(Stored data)
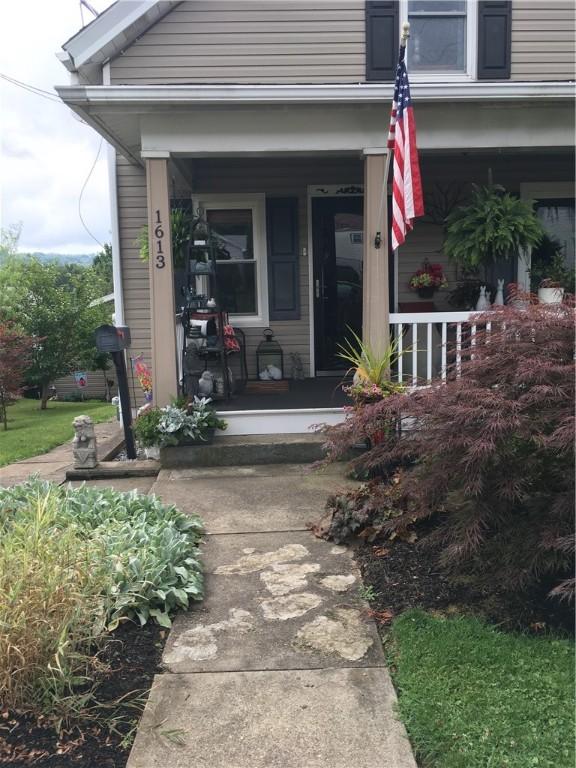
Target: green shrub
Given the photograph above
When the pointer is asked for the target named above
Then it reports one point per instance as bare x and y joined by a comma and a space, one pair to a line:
74, 563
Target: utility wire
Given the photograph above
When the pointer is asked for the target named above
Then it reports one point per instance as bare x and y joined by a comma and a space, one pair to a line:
82, 193
39, 92
31, 88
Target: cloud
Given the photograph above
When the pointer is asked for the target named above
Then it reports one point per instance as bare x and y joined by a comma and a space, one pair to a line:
47, 152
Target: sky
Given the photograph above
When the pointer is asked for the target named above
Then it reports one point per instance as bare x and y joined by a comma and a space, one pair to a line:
46, 152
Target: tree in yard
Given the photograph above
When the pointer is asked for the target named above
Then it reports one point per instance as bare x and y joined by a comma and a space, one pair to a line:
491, 450
102, 266
15, 354
52, 303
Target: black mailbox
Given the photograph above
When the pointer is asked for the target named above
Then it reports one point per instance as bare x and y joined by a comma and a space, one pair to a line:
112, 338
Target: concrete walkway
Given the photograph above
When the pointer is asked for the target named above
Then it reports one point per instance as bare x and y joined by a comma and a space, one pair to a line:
53, 465
280, 667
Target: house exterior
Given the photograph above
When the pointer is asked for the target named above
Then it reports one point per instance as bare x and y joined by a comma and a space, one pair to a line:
273, 118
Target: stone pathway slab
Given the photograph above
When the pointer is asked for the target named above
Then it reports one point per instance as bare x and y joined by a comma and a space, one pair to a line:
329, 718
123, 484
242, 503
275, 601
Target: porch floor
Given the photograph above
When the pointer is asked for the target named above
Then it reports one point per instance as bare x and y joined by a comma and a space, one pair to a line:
321, 392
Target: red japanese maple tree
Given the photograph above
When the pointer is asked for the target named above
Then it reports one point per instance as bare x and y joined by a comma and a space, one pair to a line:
491, 449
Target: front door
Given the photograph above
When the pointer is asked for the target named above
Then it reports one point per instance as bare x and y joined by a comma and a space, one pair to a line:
337, 227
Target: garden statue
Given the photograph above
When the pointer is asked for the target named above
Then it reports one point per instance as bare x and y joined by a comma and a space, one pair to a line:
84, 443
499, 300
483, 300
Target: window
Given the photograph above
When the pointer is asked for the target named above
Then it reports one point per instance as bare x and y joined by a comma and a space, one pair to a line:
442, 37
238, 227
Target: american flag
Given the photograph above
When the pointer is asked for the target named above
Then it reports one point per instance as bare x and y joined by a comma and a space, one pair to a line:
407, 199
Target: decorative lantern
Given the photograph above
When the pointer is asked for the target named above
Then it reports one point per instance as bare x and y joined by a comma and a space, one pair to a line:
269, 358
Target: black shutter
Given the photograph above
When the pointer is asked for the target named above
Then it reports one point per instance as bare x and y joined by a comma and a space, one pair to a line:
382, 33
283, 258
494, 39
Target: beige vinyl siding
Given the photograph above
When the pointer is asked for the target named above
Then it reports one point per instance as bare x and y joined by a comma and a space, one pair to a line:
132, 215
443, 175
223, 41
280, 178
543, 33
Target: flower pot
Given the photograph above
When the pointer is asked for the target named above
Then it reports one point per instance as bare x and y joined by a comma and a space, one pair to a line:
550, 295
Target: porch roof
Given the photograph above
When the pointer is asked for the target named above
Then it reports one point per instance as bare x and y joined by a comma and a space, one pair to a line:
200, 120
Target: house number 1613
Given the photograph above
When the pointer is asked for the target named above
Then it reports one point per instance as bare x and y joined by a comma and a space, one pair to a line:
158, 237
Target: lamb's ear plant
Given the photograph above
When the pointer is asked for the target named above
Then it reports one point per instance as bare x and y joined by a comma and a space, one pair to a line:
494, 225
74, 564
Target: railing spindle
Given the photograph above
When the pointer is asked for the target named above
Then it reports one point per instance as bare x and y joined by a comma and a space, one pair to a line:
458, 349
429, 352
444, 349
414, 354
400, 332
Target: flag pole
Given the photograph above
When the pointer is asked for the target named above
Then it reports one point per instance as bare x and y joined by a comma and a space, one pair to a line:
378, 238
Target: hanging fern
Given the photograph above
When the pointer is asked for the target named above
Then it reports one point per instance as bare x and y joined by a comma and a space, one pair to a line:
496, 225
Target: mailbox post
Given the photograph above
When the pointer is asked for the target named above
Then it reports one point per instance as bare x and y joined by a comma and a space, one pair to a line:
114, 340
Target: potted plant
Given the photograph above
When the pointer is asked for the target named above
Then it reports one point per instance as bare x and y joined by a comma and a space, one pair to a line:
147, 431
371, 371
428, 280
194, 424
495, 225
549, 275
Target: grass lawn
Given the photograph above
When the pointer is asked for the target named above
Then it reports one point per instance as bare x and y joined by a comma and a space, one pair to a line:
32, 431
474, 697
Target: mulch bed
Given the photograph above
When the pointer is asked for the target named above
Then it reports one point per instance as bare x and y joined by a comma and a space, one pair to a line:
133, 659
406, 575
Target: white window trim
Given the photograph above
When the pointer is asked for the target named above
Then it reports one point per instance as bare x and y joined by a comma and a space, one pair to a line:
257, 203
471, 49
539, 190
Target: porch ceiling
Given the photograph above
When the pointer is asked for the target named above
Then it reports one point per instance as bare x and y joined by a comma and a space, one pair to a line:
188, 120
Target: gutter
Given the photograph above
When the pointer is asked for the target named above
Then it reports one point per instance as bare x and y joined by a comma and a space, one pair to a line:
115, 224
368, 93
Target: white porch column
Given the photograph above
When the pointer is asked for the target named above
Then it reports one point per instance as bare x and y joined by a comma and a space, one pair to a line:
163, 331
375, 307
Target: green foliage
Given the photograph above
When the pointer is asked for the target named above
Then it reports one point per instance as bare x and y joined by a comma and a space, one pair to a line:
172, 425
102, 267
74, 563
32, 432
181, 224
146, 427
495, 225
472, 696
370, 367
548, 264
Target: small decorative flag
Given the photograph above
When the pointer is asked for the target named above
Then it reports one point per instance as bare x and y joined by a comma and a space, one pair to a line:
407, 198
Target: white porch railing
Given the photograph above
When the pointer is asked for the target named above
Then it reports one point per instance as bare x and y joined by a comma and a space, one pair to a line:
423, 341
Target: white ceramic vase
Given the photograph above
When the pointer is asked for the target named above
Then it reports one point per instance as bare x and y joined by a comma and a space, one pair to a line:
550, 295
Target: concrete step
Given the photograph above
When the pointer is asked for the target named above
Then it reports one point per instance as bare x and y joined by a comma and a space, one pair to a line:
242, 450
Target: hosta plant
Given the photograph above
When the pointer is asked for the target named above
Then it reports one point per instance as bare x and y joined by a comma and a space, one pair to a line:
492, 449
74, 563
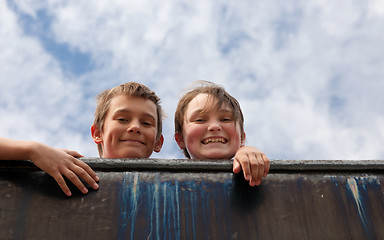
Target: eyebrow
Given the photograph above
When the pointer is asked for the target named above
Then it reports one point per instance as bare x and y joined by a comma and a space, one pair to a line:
124, 110
221, 110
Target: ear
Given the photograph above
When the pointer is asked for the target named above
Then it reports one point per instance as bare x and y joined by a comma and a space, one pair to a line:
180, 140
159, 144
96, 135
243, 141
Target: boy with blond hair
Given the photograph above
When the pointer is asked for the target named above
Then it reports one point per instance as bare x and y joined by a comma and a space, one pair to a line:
209, 124
128, 122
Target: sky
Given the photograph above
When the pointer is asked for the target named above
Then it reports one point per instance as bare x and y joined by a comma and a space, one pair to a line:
309, 75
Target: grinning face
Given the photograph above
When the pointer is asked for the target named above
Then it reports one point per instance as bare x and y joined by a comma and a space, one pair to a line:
130, 129
209, 133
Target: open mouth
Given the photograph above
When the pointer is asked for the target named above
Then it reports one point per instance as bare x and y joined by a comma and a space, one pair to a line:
132, 141
214, 140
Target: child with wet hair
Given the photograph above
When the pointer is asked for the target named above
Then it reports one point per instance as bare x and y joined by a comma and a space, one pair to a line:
209, 124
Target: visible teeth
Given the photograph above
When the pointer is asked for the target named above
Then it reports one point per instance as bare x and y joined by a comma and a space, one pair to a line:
214, 140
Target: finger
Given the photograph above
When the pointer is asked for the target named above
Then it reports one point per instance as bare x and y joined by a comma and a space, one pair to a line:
267, 165
83, 174
73, 153
71, 176
260, 168
63, 185
253, 165
244, 162
236, 166
88, 169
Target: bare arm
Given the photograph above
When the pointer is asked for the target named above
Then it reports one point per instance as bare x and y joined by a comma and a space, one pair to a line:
56, 162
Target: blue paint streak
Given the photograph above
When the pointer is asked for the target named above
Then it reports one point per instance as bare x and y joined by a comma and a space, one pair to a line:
354, 190
160, 207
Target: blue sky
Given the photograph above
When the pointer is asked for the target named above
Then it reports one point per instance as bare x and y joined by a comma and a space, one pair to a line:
308, 75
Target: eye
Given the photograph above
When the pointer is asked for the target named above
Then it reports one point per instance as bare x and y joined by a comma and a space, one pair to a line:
147, 123
226, 120
199, 120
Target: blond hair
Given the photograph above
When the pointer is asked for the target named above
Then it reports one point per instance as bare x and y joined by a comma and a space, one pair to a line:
216, 92
132, 89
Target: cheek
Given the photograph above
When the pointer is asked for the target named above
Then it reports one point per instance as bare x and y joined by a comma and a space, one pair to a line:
192, 134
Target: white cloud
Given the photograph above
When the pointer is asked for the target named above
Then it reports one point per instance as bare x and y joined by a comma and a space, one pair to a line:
309, 76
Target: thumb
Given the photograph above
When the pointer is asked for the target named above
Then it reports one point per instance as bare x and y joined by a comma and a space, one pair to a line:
236, 166
73, 153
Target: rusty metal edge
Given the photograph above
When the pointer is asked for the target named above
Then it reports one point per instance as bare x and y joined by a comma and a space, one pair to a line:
190, 165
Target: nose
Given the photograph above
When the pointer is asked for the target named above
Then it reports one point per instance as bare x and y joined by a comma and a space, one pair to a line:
134, 127
214, 126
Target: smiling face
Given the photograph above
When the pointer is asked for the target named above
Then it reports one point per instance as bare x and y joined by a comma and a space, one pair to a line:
208, 132
129, 129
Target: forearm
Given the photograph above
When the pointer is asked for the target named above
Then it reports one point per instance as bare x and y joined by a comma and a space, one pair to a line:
16, 149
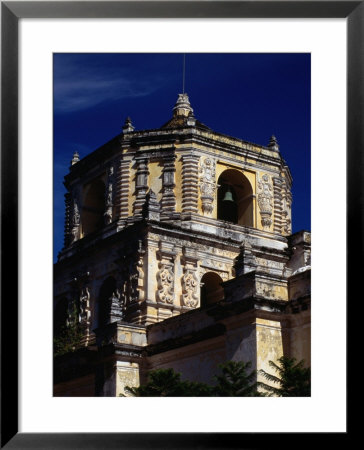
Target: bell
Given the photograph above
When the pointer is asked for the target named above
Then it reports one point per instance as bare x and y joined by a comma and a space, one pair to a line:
228, 197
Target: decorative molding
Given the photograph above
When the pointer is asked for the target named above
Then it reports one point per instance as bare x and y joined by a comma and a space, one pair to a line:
207, 183
165, 275
190, 183
190, 280
108, 215
168, 201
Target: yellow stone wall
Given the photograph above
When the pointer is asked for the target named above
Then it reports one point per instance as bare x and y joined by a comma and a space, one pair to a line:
155, 178
269, 344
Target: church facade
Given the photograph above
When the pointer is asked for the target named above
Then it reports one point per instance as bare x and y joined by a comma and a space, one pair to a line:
178, 252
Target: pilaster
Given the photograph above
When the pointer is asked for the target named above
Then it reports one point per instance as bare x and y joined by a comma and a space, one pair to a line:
190, 183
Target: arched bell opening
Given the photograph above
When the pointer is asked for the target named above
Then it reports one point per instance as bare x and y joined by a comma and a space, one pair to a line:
92, 214
235, 198
107, 290
211, 290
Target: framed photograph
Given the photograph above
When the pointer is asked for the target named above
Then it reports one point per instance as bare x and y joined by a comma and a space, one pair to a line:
129, 54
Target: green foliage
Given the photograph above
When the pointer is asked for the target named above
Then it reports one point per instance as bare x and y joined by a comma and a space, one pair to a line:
168, 383
293, 380
235, 381
70, 336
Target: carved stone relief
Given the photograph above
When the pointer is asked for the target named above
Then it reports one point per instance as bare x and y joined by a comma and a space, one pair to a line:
165, 275
190, 280
109, 197
207, 184
265, 200
75, 232
84, 317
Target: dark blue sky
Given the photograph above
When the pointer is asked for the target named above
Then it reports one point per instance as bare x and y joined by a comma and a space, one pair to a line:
245, 95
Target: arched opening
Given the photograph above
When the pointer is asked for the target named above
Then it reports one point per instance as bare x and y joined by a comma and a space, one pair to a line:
92, 215
60, 316
235, 198
108, 287
211, 289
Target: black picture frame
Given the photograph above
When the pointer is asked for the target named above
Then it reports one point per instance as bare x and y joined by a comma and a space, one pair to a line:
11, 12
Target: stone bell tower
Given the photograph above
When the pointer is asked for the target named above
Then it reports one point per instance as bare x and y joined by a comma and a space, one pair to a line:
159, 222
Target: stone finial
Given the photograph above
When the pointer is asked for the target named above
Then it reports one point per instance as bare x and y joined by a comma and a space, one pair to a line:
75, 159
128, 126
273, 143
191, 120
182, 107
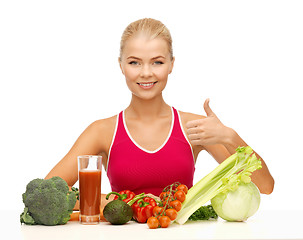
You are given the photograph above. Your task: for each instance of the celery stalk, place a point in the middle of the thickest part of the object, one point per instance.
(226, 176)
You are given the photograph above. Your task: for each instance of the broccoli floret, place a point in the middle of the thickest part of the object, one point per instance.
(47, 202)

→ Brief:
In the entries above, find lines with "arched" and copy each.

→ Finished exercise:
Target: arched bell opening
Target: arched opening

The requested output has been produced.